**Passage to read**
VCC on the audio multiplexer was set to 5V, the enable pin was set to ground to allow the multiplexer to work, and we used two digital pins D0 and D1 to control the switching of the input signals. The idea of switching the C1 and C2 signals between the two multiplexers allowed us to only have to use two digital outpins on the arduino to control the audio output mode. We were able to use the same output signal on the arudino, for example (low high) to select C1 on the multiplexer input pins, to select the combined signal for the left earphone and ground for the right earphone. Unfortunately, the audio multiplexer had a 60 ohm resistance associated with it's output and thus we ran the output through a simple voltage buffer op amp circuit,(courtesy Wikipedia), to remove this 60 ohm resistance. Although for certain applications this resistance could be considered insignificant, for audio applications, it is not uncommon to drive 8 ohm loads, and thus adding 60 ohms to the output increases the load by almost an order of magnitude. I would like to note that the op amp used was the LM324N. Moreover, V++ for the op amp was set to be 5V and V-- was set to be 0V for all of the op amp circuits used in my MP3 player. In addition, the "ground" drawn in these figures is not the real 0V ground, rather the 1.2 virtual ground. This virtual ground was chosen to allow the signal to have negative and positive peak amplitudes and to prevent them from hitting the rails of the op amp.

**Supplied material**
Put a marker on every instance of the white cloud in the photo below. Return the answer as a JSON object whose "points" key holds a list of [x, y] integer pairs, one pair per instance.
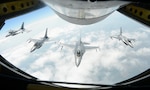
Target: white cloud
{"points": [[113, 63]]}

**Task to carry out**
Which op amp model does the multiplexer passage say was used? Answer using only the multiplexer passage, not the listing.

**The solution**
The LM324N.